Written task: Reproduce word for word the part of the records that opens with the line containing "Place one keypoint on each instance of the woman's" and runs through the end of the records, leaving the pictures out of your answer.
BEGIN Exercise inputs
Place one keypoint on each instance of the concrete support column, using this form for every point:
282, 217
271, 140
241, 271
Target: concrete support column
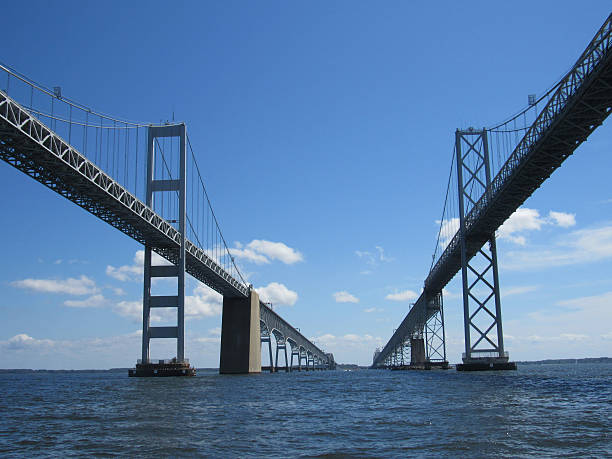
417, 351
240, 335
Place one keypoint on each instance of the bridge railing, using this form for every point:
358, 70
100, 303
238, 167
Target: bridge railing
596, 52
118, 148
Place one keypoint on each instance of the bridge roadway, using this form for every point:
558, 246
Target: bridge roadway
581, 103
30, 146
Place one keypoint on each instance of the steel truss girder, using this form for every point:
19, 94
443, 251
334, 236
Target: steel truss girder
581, 103
426, 306
30, 146
435, 339
485, 277
583, 97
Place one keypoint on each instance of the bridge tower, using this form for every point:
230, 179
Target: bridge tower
433, 332
484, 340
177, 366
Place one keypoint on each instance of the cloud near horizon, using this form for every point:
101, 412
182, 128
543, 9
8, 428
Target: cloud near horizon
405, 295
277, 294
345, 297
260, 251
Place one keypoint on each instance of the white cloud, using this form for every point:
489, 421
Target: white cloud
71, 286
24, 341
260, 251
518, 290
93, 301
405, 295
277, 294
525, 219
562, 219
373, 258
345, 297
582, 246
130, 309
204, 302
344, 345
136, 269
447, 229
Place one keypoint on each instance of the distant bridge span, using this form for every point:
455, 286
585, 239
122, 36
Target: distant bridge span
581, 102
35, 149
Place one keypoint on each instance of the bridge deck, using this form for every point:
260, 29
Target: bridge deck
581, 103
30, 146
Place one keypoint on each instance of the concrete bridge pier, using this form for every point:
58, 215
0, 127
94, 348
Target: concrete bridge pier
240, 335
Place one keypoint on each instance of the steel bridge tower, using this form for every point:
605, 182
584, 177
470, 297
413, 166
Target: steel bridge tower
484, 339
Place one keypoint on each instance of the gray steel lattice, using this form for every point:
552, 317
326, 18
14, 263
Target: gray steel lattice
581, 103
30, 146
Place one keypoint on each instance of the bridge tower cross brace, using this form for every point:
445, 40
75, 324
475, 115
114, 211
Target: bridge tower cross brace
480, 277
177, 270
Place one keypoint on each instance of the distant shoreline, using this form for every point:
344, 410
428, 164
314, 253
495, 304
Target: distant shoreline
339, 366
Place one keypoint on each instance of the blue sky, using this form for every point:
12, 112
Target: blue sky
327, 127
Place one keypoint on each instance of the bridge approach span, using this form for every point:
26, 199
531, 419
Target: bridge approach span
581, 102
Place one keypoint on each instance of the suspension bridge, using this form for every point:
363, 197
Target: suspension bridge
143, 179
494, 170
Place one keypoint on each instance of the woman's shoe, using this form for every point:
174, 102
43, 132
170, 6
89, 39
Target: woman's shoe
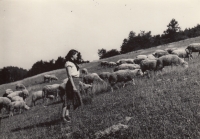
END Exercise inputs
Finished answer:
Place one keypoint on each instance of the woman's shoe, using this form for every point:
174, 102
43, 132
170, 6
89, 39
Target: woman's shoe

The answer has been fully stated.